### TASK INSTRUCTIONS
1. Answer these questions about the aquarium pet deposit thread:
(a) For which animals did aunt kymmie have to put up deposits?
(b) What document does tanker say you need to read?
(c) What does jaysee say to have?
2. Echo the part of the aquarium pet deposit thread that opens with the words containing "Welcome to TFK, SmallFry." and closes with "additional pet bond.".

### TEXT BLOCK
--- START ---
# Pet deposit for aquarium?



## SmallFry (Sep 25, 2010)

This is sort of an off-the-wall kind of question, but I was wondering how many of you had to get landlord approval and pay a pet deposit in order to have an aquarium? 

I do not currently have an aquarium of any sort - just moved and thinking of setting one up.


----------



## aunt kymmie (Jun 2, 2008)

Welcome to TFK, SmallFry. It's been a very long time since I was in a "renting" situation but I never had to put up deposits for any tanks, only dogs and cats.


----------



## tanker (Mar 13, 2010)

You need to read your lease to see if there's any requirement to seek permission or any clause that prohibits tanks or says that you'll need to pay an additional pet bond.


----------



## jaysee (Dec 9, 2009)

IME with realtors and renting, they do not considder fish to be pets. Just have renters insurance


----------



## Romad (Jun 28, 2009)
--- END ---
### Boundary labeling items
--- START ---
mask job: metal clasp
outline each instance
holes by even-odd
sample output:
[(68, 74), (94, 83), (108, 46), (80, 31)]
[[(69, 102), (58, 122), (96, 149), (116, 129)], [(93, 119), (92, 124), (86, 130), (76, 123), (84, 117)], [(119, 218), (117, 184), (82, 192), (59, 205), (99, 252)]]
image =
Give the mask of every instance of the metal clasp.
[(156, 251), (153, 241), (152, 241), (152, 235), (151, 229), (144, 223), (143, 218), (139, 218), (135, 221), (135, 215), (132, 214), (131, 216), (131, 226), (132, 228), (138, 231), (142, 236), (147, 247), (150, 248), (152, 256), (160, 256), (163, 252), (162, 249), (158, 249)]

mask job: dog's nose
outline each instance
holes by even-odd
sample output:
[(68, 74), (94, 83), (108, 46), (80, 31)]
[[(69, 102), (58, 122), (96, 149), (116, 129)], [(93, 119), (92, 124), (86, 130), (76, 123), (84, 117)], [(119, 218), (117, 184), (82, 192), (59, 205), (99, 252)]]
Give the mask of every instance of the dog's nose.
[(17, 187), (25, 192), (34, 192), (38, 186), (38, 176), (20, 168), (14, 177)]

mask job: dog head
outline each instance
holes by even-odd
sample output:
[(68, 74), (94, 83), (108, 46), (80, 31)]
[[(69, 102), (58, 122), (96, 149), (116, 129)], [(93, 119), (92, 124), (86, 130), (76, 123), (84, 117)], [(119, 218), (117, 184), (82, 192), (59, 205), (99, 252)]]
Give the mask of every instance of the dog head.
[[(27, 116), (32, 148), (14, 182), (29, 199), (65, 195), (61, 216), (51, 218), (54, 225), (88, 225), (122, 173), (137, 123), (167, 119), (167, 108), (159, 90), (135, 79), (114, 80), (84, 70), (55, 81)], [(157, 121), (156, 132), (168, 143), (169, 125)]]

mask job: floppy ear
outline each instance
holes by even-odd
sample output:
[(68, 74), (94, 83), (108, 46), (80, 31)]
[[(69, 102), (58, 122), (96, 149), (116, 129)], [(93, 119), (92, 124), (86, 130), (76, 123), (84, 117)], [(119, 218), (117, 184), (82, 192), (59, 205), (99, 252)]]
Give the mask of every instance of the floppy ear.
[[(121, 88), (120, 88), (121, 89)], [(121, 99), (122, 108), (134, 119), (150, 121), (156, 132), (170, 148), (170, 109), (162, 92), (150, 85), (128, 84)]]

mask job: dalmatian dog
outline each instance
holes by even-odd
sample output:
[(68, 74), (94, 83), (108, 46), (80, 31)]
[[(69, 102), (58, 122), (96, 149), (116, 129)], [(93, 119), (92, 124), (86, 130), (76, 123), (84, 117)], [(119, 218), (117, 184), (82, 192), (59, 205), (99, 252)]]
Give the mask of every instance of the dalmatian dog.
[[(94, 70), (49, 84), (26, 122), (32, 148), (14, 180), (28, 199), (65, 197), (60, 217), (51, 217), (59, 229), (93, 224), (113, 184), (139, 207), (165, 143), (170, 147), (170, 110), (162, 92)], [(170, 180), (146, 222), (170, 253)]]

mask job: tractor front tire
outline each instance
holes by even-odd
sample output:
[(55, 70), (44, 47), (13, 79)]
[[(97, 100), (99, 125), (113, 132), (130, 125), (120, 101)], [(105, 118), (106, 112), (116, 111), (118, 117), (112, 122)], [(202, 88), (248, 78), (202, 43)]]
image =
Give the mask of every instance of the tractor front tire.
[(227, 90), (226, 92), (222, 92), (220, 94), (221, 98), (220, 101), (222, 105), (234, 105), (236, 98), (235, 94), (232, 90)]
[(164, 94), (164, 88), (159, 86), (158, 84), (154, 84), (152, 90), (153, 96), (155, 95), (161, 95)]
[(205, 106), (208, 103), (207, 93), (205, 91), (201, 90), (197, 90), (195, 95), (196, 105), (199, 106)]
--- END ---
### ANSWERS FOR THE EXERCISE
1.
(a) Dogs and cats.
(b) Your lease.
(c) Renters insurance.

2.
Welcome to TFK, SmallFry. It's been a very long time since I was in a "renting" situation but I never had to put up deposits for any tanks, only dogs and cats.


----------



## tanker (Mar 13, 2010)

You need to read your lease to see if there's any requirement to seek permission or any clause that prohibits tanks or says that you'll need to pay an additional pet bond.